Environment as the Third Teacher

UCLA Lab School is located on six wooded acres at the edge of the UCLA campus. The multi-building complex is designed to engage students in learning, inspire their creativity and connect them to the natural world. Classrooms are set up with flexible seating to promote movement, exploration and collaboration. Ready access to materials supports self-directed learning. Sliding window walls and large doors allow children to expand their explorations from the classrooms into outdoor patios and the gardens beyond.
The campus design is the legacy of mid 20th century architectural pioneers Richard Neutra and Robert Alexander. Neutra and Alexander worked with progressive educator Corinne A. Seeds to realize her dream of building a school that inspires children’s curiosity and active learning. Subsequent enhancement projects at UCLA Lab School have been completed by Barton Phelps & Associates and Marmol Radziner in the spirit of the original design.

Records:
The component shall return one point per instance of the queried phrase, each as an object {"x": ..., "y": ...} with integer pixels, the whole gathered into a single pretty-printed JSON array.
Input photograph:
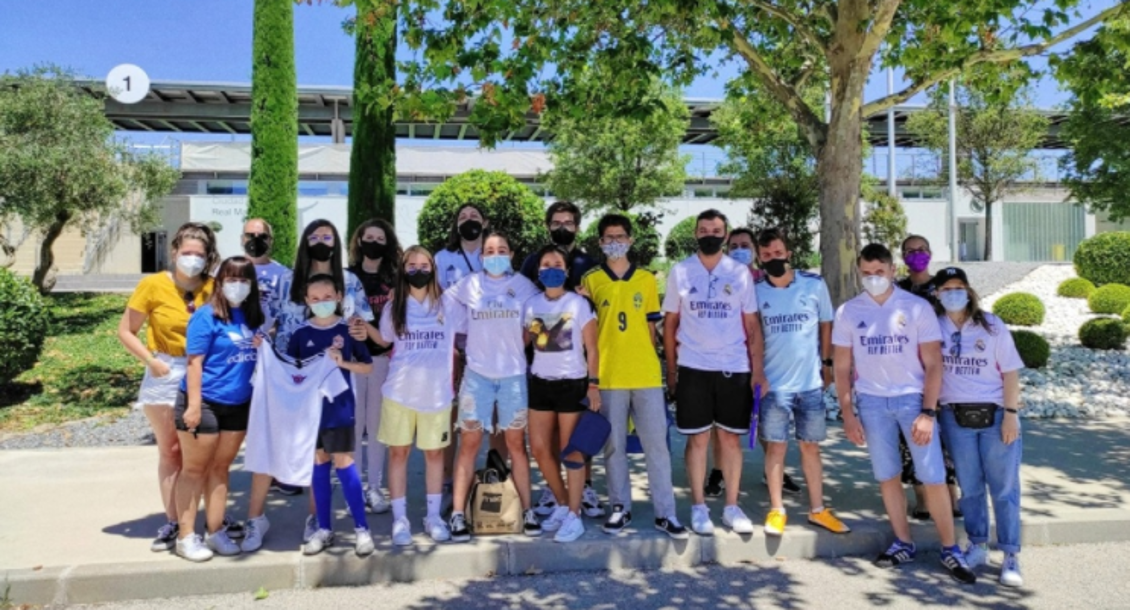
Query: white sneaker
[
  {"x": 976, "y": 555},
  {"x": 436, "y": 529},
  {"x": 401, "y": 532},
  {"x": 737, "y": 521},
  {"x": 572, "y": 528},
  {"x": 255, "y": 530},
  {"x": 310, "y": 529},
  {"x": 376, "y": 503},
  {"x": 555, "y": 520},
  {"x": 320, "y": 541},
  {"x": 364, "y": 546},
  {"x": 193, "y": 549},
  {"x": 222, "y": 543},
  {"x": 701, "y": 522}
]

Work to complete:
**1)** In the UCLA Lab School passage, how large is the site on which the school is located?
**2)** Turn the paragraph of the UCLA Lab School passage that opens with "The campus design is the legacy" into a short bulleted list that keeps its main facts.
**3)** From the UCLA Lab School passage, print the text between "Environment as the" and "the gardens beyond.", inclusive.

Responses per task:
**1)** The school sits on six wooded acres at the edge of the UCLA campus.

**2)**
- The campus design comes from mid 20th century architectural pioneers Richard Neutra and Robert Alexander.
- They worked with progressive educator Corinne A. Seeds to build the school she dreamed of, one that inspires children's curiosity and active learning.
- Barton Phelps & Associates and Marmol Radziner later completed enhancement projects in the spirit of the original design.

**3)**
Environment as the Third Teacher

UCLA Lab School is located on six wooded acres at the edge of the UCLA campus. The multi-building complex is designed to engage students in learning, inspire their creativity and connect them to the natural world. Classrooms are set up with flexible seating to promote movement, exploration and collaboration. Ready access to materials supports self-directed learning. Sliding window walls and large doors allow children to expand their explorations from the classrooms into outdoor patios and the gardens beyond.